_YOUR TASK_
Every line with "flag" in it must be copied from the data.

-----

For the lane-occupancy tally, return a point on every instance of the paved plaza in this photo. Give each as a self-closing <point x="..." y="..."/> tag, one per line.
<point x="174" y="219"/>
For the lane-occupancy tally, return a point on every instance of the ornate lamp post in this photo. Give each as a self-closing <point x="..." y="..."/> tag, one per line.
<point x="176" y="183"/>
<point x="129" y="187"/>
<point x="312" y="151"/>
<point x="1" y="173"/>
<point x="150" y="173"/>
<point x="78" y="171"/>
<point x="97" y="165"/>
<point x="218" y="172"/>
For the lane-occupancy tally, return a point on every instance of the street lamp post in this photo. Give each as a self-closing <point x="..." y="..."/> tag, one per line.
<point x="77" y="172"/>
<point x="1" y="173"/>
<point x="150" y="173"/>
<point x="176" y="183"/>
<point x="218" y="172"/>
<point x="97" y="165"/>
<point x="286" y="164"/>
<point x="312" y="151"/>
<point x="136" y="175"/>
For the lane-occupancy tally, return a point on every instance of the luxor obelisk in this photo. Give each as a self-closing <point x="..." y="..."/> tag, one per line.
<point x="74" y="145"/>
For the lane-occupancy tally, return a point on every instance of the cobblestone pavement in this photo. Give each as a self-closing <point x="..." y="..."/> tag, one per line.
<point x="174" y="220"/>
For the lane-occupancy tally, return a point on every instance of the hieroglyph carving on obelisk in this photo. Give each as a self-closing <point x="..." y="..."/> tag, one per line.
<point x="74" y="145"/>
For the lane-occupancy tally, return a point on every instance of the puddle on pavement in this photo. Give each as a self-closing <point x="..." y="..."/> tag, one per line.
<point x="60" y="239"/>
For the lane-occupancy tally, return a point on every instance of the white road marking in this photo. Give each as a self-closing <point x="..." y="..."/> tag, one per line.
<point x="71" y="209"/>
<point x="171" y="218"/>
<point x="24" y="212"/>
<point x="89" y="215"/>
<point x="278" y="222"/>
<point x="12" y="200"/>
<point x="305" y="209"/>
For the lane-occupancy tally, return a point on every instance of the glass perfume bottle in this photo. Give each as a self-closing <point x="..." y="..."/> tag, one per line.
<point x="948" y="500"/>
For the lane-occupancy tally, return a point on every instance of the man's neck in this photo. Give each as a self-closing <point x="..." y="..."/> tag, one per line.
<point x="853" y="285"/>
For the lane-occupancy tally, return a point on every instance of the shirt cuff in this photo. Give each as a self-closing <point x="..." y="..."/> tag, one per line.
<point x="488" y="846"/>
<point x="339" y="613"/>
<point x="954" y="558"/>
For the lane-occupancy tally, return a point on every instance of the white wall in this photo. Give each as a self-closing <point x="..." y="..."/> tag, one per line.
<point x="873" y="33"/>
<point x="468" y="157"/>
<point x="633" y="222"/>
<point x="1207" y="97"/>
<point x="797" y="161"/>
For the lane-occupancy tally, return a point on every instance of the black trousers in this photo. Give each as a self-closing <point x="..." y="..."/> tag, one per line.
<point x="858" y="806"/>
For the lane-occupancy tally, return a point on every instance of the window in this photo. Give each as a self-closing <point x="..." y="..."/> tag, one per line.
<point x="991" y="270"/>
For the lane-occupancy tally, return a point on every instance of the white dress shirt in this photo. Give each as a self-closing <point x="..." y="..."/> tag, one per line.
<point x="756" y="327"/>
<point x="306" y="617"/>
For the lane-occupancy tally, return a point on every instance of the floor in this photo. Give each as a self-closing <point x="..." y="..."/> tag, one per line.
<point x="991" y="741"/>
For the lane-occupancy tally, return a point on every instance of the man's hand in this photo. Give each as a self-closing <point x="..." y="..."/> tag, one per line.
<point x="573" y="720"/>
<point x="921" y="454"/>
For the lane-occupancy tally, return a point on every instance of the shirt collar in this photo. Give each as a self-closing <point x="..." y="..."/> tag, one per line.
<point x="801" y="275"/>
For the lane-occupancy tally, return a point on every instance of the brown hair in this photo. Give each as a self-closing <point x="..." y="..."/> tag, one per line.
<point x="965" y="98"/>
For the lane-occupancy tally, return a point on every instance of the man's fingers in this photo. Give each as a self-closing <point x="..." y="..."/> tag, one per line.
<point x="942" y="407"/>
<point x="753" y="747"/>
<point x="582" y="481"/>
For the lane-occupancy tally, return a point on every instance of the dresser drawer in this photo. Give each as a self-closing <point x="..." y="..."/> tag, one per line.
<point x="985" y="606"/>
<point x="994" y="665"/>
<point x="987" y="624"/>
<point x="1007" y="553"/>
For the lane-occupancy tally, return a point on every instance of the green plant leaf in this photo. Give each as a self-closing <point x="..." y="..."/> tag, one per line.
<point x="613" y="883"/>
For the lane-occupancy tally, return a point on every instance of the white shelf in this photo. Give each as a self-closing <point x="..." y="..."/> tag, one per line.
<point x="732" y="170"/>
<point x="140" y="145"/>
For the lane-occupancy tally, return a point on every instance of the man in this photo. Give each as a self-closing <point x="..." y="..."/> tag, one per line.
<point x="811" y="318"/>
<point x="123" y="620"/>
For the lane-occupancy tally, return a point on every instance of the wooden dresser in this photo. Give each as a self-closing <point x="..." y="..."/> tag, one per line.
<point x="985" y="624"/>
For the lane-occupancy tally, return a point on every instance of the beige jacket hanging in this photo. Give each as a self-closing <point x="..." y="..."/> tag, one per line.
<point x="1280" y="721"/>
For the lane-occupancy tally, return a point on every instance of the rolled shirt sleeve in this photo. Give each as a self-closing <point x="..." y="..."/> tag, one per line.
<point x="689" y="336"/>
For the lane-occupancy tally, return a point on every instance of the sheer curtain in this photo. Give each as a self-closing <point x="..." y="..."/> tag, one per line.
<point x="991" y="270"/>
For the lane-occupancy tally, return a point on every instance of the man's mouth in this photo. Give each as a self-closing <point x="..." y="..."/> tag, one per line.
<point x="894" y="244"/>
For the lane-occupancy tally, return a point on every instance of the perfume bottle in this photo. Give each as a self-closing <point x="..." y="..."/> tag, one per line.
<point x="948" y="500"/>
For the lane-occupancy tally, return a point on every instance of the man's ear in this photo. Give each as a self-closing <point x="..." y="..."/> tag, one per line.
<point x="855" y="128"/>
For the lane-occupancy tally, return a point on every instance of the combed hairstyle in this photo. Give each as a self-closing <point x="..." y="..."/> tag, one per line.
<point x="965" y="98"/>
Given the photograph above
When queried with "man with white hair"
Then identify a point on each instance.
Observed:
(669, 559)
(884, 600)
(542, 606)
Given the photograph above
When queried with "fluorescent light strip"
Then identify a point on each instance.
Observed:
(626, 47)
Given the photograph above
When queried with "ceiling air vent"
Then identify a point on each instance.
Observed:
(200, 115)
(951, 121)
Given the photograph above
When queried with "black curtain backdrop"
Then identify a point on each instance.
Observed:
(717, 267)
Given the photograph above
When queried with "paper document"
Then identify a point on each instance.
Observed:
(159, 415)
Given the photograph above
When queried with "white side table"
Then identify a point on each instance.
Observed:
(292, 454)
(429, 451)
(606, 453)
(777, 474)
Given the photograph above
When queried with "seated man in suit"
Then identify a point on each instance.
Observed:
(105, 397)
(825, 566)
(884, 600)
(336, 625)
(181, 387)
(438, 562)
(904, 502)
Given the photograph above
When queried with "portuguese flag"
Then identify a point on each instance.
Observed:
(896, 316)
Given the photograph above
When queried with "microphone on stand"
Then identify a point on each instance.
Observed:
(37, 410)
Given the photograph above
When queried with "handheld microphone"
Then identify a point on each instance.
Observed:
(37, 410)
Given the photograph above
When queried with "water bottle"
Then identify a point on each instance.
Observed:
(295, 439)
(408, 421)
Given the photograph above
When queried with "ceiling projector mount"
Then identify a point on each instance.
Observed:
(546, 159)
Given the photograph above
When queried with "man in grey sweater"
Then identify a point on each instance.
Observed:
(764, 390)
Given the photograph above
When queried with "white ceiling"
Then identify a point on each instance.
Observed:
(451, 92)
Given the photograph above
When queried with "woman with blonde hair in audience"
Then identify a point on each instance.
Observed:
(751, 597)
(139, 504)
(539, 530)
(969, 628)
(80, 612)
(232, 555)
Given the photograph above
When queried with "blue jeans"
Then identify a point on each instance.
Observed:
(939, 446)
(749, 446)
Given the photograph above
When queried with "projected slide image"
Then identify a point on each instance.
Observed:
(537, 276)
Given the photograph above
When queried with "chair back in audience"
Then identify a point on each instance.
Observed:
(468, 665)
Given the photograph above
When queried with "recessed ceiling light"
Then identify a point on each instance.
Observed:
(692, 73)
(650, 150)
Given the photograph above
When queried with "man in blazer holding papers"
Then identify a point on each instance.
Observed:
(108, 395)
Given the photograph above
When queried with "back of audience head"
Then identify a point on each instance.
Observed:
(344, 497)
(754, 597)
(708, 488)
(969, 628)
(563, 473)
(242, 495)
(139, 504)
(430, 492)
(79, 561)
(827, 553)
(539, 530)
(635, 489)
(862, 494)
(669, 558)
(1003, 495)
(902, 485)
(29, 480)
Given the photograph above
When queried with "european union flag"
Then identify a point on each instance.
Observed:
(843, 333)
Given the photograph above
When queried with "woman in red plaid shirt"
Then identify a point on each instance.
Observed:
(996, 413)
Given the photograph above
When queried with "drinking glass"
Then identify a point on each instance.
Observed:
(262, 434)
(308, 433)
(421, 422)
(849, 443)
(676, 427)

-----

_WORKED SOLUTION_
When queried with "portuguese flag"
When queried with "european union flag"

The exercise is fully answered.